_Text section:_
Reviewers, this pull request conflicts with the following ones:

• #28222 (Use shared_ptr for CNode inside CConnman by willcl-ark)
• #27912 (net: disconnect inside AttemptToEvictConnection by willcl-ark)
• #27509 (Relay own transactions only via short-lived Tor or I2P connections by vasild)
• #26114 (net: Make AddrFetch connections to fixed seeds by mzumsande)
• #25572 (refactor: Introduce EvictionManager and use it for the inbound eviction logic by dergoegge)
• #25268 (refactor: Introduce EvictionManager by dergoegge)

If you consider this pull request important, please also help to review the conflicting pull requests. Ideally, start with the one that should be merged first.

We have 3 open questions that we are interested in hearing feedback from reviewers. We have considered many potential interactions and have laid out a couple specific ones along with tradeoffs of different approaches.

IBD

The first is regarding the interactions between this patch & IBD. Peers on privacy network might be slower than clearnet peers (eg. Tor or I2P). Our current proposal does not have any special case logic for disabling the network prioritization during IBD.

This could mean that our overall IBD speed is reduced by not having the fastest peers possible. The network peers could also be intermittently disconnected for stalling & get the node into a loop where it, for example, disconnects a Tor peer, connects to an IPV4 peer, re-adds a Tor peer and then keeps repeating. Finally, there could be interactions with the slow peers causing delays in the response time of the faster peers based on the specifics of our IBD logic. One solution is to just disable the network-specific outbound logic during IBD.

On the other hand, a node can get slow peers by random chance anyways. Whether randomly connecting to altnet peers or because a clearnet peer just happens to be slow. If they are slow, but not slow enough to be evicted due to the stalling limit, that will already have a significant impact on the IBD rate. The issues and potential solutions with improving IBD can be seen as tangential to this proposal, and we could favor not adding custom workarounds that serve as a bandaid to mask the root cause. Enabling alternative networks during IBD is already known to slow down the sync dramatically, and we can just add a warning in the documentation to help users become more aware.

_The task:_
Restate the pull request comment from "We have 3 open" to "of different approaches.", changing "feedback" to "input".

_Dataset section:_
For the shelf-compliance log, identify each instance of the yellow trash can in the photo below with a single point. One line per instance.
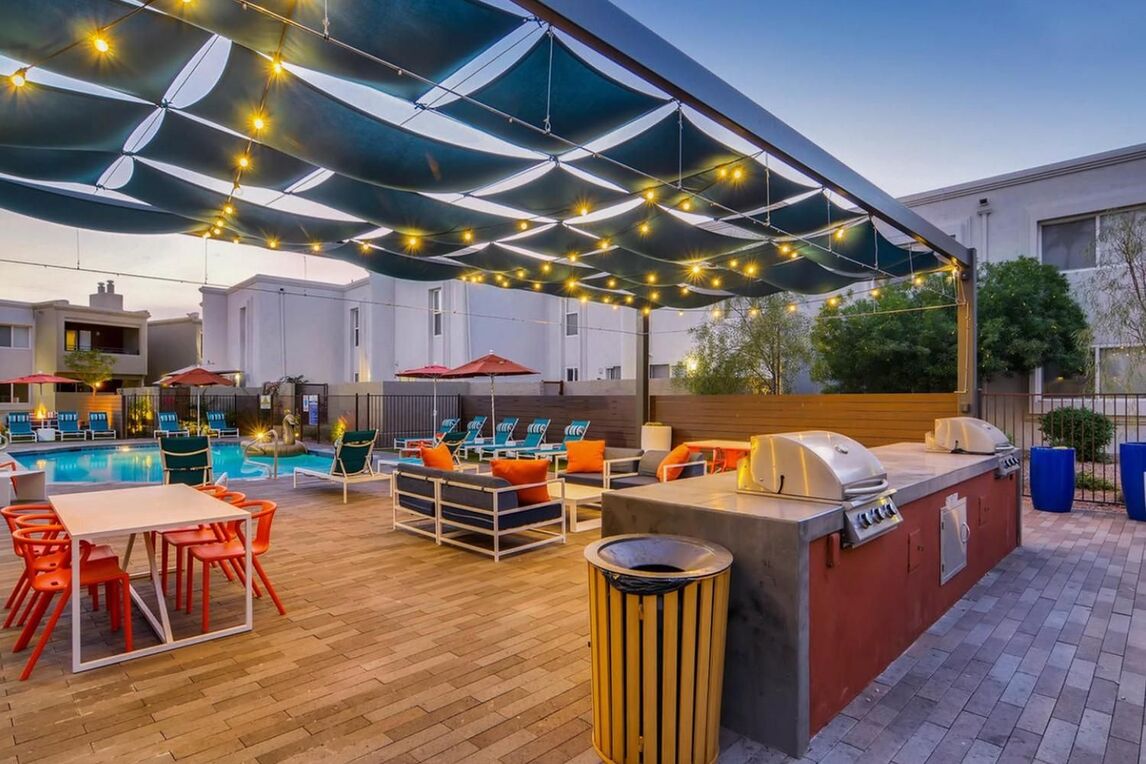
(658, 609)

_Answer for the task:_
We have 3 open questions that we are interested in hearing input from reviewers. We have considered many potential interactions and have laid out a couple specific ones along with tradeoffs of different approaches.